=== Section Start ===

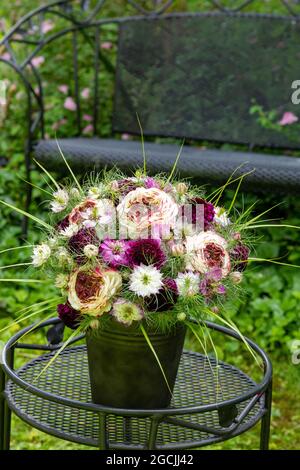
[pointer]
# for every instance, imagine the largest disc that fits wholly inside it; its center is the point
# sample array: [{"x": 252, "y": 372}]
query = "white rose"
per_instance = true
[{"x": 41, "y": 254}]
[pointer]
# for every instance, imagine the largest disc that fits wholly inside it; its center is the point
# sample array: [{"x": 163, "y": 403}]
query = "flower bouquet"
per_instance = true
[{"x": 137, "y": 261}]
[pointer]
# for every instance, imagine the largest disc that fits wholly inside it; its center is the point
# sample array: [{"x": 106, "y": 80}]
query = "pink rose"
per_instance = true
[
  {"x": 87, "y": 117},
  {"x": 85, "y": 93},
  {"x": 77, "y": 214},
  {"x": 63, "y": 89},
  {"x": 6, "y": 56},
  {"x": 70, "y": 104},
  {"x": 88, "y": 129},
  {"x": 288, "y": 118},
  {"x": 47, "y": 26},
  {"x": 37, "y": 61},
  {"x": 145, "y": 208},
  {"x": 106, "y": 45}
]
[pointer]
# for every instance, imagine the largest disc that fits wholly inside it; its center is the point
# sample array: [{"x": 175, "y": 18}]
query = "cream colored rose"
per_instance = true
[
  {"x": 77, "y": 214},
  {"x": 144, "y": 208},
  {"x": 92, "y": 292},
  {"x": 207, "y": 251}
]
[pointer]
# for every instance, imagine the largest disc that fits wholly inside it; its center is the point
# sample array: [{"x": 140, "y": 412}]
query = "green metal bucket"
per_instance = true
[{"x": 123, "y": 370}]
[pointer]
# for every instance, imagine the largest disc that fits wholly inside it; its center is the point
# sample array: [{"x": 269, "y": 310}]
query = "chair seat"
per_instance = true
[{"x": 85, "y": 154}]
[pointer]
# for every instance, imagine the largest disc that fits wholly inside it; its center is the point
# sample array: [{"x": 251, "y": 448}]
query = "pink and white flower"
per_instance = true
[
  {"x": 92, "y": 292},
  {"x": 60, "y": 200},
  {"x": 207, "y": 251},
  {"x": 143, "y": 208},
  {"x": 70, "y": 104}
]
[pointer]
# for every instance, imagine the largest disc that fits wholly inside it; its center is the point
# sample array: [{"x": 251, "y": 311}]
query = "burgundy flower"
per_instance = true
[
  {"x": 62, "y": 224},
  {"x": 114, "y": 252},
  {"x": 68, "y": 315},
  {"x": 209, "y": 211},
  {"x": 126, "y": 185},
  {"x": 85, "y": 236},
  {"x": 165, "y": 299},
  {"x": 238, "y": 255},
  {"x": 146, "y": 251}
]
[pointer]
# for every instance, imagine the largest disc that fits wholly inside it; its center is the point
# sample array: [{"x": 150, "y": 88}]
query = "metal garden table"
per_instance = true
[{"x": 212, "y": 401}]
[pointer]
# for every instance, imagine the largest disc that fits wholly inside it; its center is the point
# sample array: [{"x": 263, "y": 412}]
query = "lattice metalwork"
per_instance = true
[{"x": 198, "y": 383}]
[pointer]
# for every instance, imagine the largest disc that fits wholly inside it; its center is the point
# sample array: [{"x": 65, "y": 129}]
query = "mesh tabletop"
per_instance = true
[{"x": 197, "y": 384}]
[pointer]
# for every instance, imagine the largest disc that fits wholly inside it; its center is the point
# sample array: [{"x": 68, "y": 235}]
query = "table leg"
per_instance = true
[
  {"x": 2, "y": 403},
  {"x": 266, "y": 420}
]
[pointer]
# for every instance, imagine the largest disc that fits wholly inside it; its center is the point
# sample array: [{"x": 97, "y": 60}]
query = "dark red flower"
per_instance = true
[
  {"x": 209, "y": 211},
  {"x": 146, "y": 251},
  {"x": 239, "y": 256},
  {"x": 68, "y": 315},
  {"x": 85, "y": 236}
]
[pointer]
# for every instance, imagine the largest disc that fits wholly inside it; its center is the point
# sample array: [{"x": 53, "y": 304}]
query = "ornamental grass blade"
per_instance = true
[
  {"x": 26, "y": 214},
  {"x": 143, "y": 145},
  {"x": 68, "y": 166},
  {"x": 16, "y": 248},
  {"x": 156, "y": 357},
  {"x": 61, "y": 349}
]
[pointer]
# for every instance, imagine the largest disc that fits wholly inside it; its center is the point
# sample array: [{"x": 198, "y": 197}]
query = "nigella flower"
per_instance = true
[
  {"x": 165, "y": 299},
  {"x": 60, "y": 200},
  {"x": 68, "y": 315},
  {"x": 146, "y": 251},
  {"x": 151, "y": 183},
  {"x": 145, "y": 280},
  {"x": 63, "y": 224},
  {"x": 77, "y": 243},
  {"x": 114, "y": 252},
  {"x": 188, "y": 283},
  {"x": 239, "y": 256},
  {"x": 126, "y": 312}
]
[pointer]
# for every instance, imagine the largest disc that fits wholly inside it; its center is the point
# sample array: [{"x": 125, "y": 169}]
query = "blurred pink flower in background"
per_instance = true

=== Section End ===

The number of lines containing "white" is all that is wanted; tally them in the data.

**Reply to the task**
2